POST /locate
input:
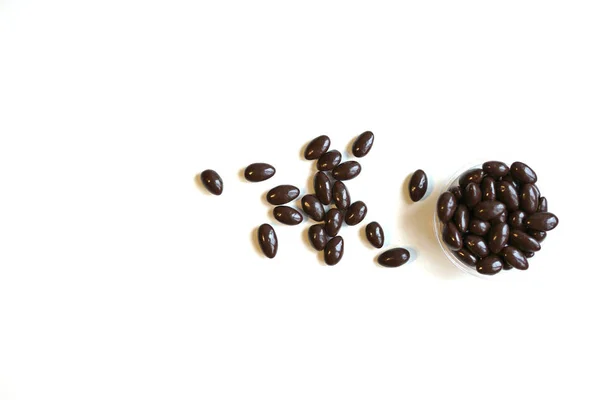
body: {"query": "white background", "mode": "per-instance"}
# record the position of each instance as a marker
(120, 278)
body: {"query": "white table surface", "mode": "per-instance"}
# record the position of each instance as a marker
(120, 278)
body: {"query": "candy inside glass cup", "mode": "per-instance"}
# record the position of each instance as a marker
(438, 228)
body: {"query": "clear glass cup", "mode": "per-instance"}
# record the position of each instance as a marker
(438, 227)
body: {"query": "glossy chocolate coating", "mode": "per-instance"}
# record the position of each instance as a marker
(363, 143)
(323, 188)
(522, 173)
(333, 221)
(259, 172)
(466, 257)
(452, 236)
(313, 207)
(476, 245)
(317, 147)
(472, 175)
(334, 250)
(523, 241)
(346, 171)
(490, 265)
(375, 234)
(479, 227)
(356, 213)
(516, 220)
(212, 181)
(495, 169)
(472, 194)
(341, 196)
(446, 206)
(457, 192)
(540, 236)
(487, 210)
(329, 160)
(488, 188)
(498, 237)
(507, 193)
(543, 221)
(317, 236)
(282, 194)
(514, 257)
(287, 215)
(417, 187)
(267, 239)
(529, 199)
(500, 219)
(461, 218)
(393, 257)
(543, 205)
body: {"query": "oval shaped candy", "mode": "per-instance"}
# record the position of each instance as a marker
(356, 213)
(341, 196)
(363, 143)
(313, 207)
(212, 181)
(329, 160)
(522, 173)
(333, 221)
(498, 237)
(473, 175)
(267, 239)
(394, 257)
(487, 210)
(495, 169)
(490, 265)
(472, 194)
(529, 200)
(446, 206)
(334, 250)
(323, 188)
(452, 236)
(507, 193)
(375, 234)
(346, 171)
(417, 186)
(513, 257)
(287, 215)
(317, 147)
(543, 221)
(317, 236)
(259, 172)
(476, 245)
(282, 194)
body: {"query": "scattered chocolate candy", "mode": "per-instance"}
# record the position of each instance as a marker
(329, 160)
(393, 257)
(375, 234)
(417, 186)
(341, 196)
(346, 171)
(363, 143)
(267, 239)
(212, 181)
(317, 147)
(287, 215)
(282, 194)
(259, 172)
(323, 188)
(495, 218)
(313, 207)
(334, 250)
(356, 213)
(317, 236)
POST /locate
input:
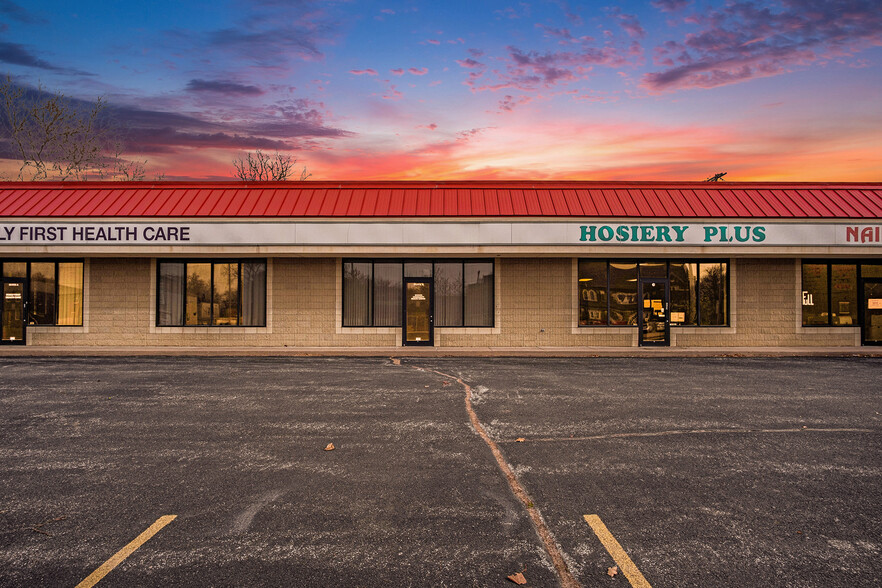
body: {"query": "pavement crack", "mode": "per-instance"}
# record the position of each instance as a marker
(567, 580)
(686, 432)
(246, 517)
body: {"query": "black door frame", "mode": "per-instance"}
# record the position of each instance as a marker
(667, 305)
(431, 341)
(24, 309)
(862, 316)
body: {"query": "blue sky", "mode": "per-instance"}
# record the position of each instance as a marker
(667, 89)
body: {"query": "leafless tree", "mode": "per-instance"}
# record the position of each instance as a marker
(59, 138)
(262, 167)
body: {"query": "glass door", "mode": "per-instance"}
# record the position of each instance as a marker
(871, 331)
(653, 320)
(13, 322)
(418, 319)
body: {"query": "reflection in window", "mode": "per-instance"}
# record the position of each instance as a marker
(42, 302)
(226, 294)
(198, 293)
(814, 294)
(478, 294)
(55, 292)
(171, 293)
(830, 292)
(206, 293)
(622, 293)
(699, 291)
(592, 293)
(448, 294)
(843, 294)
(357, 278)
(712, 289)
(463, 292)
(684, 277)
(70, 294)
(253, 293)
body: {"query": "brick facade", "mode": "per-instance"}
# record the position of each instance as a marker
(536, 305)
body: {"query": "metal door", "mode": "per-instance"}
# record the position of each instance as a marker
(653, 318)
(871, 307)
(418, 310)
(14, 326)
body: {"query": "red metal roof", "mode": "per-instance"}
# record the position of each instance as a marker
(439, 200)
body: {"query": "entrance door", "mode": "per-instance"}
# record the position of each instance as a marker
(418, 320)
(13, 322)
(653, 321)
(871, 331)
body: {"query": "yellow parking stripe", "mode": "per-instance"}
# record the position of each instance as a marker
(125, 552)
(621, 558)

#####

**TASK PROMPT:** What is the number of lines in the listing that contain the string "glass"? Give it alone.

**RESULT BELOW:** 3